YOUR TASKS:
1. According to the configuration text, in which directory is the file documentconverter.properties located?
2. Rewrite the passage of the configuration text from "A summary of" to "accordingly, if necessary.", substituting "administrator" for "admin".

ARTICLE:
· · ·
In order to enable users to use Preview functionality, they must be given the appropriate permission in OX App Suite middleware properties, i.e. use com.openexchange.capability.document_preview=true in the file /opt/open-xchange/etc/permissions.properties to set this globally, or use ConfigCascade.

The component readerengine works with the default configuration. The settings are in the file documentconverter.properties located in the directory "/opt/open-xchange/documentconverter/etc" as described below.

A summary of all configuration items, together with each default value, is given below. Although the defaults have been carefully chosen for a real life deployment, the admin should take a closer look at each of them and adjust them accordingly, if necessary.

com.openexchange.documentconverter.installDir=/opt/readerengine

This item contains the the directory of the libreaderengine installation. The libreaderengine installation directory in general contains the ./program directory, which itself contains the engine executables.
VERY IMPORTANT: If not set correctly, the complete web service will be nonfunctional.
Default value: "/opt/readerengine"
· · ·
RECORDS SUPPLIED:
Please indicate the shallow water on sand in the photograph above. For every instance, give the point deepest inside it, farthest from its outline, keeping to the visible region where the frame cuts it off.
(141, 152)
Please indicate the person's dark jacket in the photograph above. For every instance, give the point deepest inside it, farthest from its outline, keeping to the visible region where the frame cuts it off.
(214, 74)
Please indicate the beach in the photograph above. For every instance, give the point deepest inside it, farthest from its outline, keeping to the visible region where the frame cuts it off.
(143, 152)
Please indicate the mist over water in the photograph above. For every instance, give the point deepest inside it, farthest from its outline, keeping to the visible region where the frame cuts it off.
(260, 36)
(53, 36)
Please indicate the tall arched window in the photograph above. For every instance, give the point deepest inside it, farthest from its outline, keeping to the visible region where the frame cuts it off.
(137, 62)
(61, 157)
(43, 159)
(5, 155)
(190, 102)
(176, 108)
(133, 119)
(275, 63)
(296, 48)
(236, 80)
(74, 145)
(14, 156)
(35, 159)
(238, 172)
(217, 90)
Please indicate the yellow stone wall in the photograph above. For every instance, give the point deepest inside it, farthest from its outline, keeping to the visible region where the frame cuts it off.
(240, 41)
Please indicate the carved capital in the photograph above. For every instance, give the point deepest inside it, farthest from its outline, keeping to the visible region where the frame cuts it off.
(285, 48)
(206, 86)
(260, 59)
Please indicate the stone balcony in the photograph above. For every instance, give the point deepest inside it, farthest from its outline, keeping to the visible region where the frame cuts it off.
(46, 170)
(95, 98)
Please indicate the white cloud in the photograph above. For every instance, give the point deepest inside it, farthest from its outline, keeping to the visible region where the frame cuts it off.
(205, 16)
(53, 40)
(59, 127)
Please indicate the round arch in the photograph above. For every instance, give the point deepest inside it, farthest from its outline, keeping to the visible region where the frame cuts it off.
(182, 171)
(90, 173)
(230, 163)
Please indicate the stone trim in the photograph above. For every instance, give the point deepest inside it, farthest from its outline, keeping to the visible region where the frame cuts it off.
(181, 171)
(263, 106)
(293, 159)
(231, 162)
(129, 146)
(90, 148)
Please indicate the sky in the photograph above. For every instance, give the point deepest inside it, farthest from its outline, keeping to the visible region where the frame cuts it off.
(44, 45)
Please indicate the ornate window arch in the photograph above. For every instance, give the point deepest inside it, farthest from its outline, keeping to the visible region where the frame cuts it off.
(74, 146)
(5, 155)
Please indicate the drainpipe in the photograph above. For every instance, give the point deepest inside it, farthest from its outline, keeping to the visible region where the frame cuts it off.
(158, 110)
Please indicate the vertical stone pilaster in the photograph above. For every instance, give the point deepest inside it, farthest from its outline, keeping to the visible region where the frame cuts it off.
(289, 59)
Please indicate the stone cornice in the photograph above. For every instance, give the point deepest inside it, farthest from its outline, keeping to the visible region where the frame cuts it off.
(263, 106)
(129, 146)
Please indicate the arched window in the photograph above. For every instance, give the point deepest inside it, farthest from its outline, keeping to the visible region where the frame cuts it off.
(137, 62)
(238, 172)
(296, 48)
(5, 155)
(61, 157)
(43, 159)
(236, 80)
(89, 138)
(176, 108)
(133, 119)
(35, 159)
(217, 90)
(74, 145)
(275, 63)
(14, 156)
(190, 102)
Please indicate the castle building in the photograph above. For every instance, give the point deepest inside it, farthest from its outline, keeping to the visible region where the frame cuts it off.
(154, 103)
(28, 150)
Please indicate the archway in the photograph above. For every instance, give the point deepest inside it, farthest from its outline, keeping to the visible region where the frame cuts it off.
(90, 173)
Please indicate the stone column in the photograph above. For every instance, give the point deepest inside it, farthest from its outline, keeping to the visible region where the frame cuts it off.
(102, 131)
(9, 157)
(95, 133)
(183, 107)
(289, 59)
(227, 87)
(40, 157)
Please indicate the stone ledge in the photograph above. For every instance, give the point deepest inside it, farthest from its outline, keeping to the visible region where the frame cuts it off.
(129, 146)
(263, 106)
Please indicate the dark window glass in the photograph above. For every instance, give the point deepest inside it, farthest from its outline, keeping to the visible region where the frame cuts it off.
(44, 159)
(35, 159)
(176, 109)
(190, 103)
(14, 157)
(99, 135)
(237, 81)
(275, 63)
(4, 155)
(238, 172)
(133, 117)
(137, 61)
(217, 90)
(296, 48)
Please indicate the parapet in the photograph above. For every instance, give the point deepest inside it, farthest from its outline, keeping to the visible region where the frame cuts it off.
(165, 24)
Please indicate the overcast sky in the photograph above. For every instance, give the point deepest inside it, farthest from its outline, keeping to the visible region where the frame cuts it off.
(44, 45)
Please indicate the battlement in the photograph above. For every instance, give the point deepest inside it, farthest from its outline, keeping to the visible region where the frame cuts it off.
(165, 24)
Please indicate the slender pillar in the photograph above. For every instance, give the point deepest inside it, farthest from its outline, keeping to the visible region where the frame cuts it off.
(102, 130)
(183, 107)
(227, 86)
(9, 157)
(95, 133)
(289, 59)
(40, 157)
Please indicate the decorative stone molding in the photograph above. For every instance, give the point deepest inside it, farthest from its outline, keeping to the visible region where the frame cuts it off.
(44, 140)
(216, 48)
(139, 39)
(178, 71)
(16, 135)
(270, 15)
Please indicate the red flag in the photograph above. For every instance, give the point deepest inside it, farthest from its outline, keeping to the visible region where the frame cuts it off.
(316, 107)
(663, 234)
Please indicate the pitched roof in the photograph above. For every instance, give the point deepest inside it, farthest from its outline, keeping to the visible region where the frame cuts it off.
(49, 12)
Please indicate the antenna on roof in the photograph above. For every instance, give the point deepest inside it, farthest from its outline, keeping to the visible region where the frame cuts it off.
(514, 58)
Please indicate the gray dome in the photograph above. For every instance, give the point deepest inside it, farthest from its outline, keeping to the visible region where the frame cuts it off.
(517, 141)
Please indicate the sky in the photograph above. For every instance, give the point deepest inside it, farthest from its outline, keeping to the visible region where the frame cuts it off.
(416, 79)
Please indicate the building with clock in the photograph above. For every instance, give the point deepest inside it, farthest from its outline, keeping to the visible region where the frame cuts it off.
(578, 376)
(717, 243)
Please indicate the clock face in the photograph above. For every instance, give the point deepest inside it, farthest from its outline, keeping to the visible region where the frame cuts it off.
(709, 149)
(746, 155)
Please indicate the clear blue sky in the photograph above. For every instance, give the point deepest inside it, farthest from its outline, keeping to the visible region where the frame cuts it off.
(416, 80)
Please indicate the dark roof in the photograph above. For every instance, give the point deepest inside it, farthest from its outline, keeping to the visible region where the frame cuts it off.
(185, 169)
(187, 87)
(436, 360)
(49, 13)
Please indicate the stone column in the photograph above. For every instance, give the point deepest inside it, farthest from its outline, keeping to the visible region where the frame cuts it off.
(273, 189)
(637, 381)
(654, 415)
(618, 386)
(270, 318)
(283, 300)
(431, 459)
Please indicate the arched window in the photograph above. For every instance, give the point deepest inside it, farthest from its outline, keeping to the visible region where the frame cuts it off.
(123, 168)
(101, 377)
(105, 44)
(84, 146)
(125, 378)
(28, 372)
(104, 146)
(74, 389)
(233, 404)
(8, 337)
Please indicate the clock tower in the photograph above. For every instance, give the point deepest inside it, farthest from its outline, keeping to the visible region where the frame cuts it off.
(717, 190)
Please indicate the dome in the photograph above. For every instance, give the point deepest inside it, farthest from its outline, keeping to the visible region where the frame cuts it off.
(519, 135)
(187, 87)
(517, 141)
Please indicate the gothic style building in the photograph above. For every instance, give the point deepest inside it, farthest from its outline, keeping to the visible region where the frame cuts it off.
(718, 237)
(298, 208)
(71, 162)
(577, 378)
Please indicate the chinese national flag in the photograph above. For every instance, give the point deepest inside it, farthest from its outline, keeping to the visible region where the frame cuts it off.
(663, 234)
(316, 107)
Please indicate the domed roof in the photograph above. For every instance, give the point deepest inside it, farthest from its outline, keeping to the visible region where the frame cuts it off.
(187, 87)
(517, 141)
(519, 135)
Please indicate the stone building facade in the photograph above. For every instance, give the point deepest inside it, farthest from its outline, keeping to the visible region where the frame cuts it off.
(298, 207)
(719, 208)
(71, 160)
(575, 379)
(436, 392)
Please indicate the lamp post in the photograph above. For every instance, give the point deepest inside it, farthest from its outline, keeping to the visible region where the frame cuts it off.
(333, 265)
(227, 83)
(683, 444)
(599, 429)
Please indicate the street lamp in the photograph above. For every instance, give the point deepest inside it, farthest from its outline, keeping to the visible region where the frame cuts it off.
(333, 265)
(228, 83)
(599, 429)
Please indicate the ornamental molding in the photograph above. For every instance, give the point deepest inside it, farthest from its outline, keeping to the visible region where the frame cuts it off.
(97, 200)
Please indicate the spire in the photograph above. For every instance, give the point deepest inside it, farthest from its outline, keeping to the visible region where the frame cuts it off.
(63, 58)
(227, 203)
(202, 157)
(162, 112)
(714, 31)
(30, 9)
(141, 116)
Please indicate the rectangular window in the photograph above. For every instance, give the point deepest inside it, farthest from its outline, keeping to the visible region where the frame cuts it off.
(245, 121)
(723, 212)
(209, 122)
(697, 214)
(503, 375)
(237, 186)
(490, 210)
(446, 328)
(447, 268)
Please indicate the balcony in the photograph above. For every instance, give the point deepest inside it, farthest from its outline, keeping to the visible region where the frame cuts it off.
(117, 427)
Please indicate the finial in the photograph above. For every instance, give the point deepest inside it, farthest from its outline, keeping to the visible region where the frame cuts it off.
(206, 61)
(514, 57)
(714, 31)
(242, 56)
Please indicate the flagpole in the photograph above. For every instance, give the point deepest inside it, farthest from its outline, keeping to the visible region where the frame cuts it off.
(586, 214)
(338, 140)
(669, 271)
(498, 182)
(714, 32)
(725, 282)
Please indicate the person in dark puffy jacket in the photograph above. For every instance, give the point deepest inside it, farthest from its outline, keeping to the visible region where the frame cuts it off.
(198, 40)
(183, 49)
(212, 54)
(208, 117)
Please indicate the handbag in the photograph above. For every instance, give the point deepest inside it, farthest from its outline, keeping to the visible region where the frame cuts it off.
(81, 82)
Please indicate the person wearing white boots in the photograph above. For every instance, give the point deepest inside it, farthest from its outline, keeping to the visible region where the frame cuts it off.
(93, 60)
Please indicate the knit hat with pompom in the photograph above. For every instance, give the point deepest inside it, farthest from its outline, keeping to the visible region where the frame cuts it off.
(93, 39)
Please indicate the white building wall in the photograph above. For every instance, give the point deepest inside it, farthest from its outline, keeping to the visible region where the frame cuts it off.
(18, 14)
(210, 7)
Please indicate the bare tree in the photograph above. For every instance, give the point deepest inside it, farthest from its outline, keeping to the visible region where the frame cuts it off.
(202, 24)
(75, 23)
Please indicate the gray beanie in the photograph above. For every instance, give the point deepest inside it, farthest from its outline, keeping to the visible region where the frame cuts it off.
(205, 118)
· · ·
OUTPUTS IN ORDER:
1. /opt/open-xchange/documentconverter/etc

2.
A summary of all configuration items, together with each default value, is given below. Although the defaults have been carefully chosen for a real life deployment, the administrator should take a closer look at each of them and adjust them accordingly, if necessary.